## SOAL LATIHAN A:
Bisakah Anda menuliskan baris-baris data, mulai dari baris yang memuat "Could you please pick out the red train in" hingga akhir data, sebagai daftar JSON berisi string, satu untuk setiap baris, tanpa baris kosong?

## TEKS DOKUMEN:
Nampaknya, Sinetron (sinema elektronik) yang tumbuh di akhir 1980-an, belum puas memberi kenikmatan semu dan menyesakkan televisi nasional. Dengan menggeser kartun-kartun pagi di hari Minggu, mereka semakin menggila. Sinetron pada masanya berhasil memengaruhi masyarakat untuk mengurungkan hasrat pergi ke bioskop. Kehadiran sinetron, nggak bisa dimungkiri, merupakan akibat dari meluncurnya stasiun televisi nasional. Pada kalanya, TVRI begitu memikat perhatian penonton Indonesia, bahkan, sutradara Teguh Karya dan Slamet Rahardjo pun ikut turun tangan dari layar perak menuju layar kaca. Masyarakat televisi merupakan puncak krisis perfilman Indonesia, ketika stasiun televisi swasta nasional ikut bertebaran. Semenjak 1989, dunia layar kaca menjadi hiburan massal yang penuh warna, beriringan dengan berkembangnya CD, VCD dan DVD. Diskusi Film Badai Pasti Berlalu oleh CInema Inclusive (sumber: penulis) Pada beberapa bulan lalu, tepatnya tanggal 14 November 2014, Cinema Inclusive mengajak kita semua — khususnya mahasiswa UI– untuk kembali peka terhadap kondisi film di Indonesia, sekaligus mengingat puncak keemasan perfilman kita. Pemutaran dan diskusi Film Badai Pasti Berlalu pun menjadi tema utama pada hari itu. Film dengan durasi yang kurang lebih 100 menit itu nyatanya kurang berhasil menarik perhatian para kalangan muda. Penonton pada siang itu nggak terlalu banyak, kursi yang tersedia masih banyak nggak terduduki, dan kejemuan dalam ruangan sukses mengalihkan mata penonton dari proyektor menuju gadget-nya masing-masing.

[Entri data tersimpan]

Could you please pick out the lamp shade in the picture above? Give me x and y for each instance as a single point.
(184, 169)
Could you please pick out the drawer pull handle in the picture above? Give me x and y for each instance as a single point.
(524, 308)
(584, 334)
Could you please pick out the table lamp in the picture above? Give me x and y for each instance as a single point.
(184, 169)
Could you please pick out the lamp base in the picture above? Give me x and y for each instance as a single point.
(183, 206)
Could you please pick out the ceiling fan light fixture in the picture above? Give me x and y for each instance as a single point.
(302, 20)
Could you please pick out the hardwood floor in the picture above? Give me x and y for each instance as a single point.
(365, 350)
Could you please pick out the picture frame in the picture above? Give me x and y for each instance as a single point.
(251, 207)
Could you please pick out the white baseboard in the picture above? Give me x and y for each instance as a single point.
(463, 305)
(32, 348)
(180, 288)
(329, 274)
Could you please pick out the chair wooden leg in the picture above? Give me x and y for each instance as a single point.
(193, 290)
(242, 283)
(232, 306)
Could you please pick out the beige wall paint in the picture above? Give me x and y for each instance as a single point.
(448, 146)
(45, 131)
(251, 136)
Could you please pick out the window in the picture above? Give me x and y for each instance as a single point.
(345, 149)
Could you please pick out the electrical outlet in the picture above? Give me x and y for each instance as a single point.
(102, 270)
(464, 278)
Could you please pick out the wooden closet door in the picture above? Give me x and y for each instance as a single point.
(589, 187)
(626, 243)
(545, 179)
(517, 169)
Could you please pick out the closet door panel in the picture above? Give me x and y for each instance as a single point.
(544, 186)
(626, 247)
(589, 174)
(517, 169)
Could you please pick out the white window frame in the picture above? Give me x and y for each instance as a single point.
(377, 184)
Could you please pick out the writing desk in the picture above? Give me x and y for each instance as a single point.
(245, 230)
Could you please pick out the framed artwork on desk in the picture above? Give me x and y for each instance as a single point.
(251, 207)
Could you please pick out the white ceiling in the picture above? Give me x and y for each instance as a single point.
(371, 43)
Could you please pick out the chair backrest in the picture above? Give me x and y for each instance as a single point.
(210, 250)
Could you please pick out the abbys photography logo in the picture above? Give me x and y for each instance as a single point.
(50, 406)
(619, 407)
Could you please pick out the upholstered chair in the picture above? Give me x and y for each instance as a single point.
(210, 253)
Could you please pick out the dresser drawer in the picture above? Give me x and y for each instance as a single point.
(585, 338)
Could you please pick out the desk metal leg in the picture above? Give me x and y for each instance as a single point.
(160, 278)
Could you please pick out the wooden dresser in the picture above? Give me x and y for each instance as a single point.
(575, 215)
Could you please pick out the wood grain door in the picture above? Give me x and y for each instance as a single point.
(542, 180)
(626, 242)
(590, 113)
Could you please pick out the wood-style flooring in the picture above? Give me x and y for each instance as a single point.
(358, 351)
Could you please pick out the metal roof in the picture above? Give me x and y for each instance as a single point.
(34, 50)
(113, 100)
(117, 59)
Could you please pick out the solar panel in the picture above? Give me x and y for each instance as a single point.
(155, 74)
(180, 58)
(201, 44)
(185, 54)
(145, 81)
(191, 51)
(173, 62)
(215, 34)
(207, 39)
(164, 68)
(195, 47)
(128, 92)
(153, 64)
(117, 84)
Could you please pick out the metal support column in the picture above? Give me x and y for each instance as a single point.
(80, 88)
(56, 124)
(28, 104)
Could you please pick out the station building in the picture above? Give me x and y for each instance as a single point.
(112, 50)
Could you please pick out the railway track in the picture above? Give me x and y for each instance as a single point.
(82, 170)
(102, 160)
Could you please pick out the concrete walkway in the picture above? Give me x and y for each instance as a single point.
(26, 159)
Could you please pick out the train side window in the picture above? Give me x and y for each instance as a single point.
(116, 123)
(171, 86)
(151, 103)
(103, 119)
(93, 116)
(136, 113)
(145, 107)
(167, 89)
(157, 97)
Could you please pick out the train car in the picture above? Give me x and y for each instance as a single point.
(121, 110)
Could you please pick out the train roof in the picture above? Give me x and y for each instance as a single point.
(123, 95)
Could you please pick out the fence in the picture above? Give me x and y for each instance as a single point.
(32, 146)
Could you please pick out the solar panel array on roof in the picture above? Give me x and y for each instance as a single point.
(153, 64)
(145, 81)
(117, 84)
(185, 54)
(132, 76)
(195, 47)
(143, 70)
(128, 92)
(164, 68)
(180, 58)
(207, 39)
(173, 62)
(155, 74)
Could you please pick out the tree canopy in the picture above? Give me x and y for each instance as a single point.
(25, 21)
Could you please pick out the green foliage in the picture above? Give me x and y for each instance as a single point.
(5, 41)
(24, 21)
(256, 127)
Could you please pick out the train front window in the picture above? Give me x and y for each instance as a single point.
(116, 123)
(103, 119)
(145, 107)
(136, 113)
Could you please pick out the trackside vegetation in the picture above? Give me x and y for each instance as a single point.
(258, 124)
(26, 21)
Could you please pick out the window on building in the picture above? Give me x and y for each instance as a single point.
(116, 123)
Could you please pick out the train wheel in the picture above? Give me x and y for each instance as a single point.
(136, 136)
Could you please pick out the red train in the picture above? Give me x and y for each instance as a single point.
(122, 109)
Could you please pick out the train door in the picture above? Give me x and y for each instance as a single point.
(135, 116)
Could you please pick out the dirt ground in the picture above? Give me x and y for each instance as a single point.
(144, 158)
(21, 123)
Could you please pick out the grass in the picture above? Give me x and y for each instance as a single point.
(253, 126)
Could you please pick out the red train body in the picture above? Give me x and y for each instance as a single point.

## SOAL LATIHAN B:
Format cakram apa saja yang disebut dalam artikel tentang sinetron?

## JAWABAN LATIHAN A:
[
  "Could you please pick out the red train in the picture above? Give me x and y for each instance as a single point.",
  "(122, 109)",
  "Could you please pick out the train door in the picture above? Give me x and y for each instance as a single point.",
  "(135, 116)",
  "Could you please pick out the dirt ground in the picture above? Give me x and y for each instance as a single point.",
  "(144, 158)",
  "(21, 123)",
  "Could you please pick out the grass in the picture above? Give me x and y for each instance as a single point.",
  "(253, 126)",
  "Could you please pick out the red train body in the picture above? Give me x and y for each instance as a single point."
]

## JAWABAN LATIHAN B:
CD, VCD, dan DVD.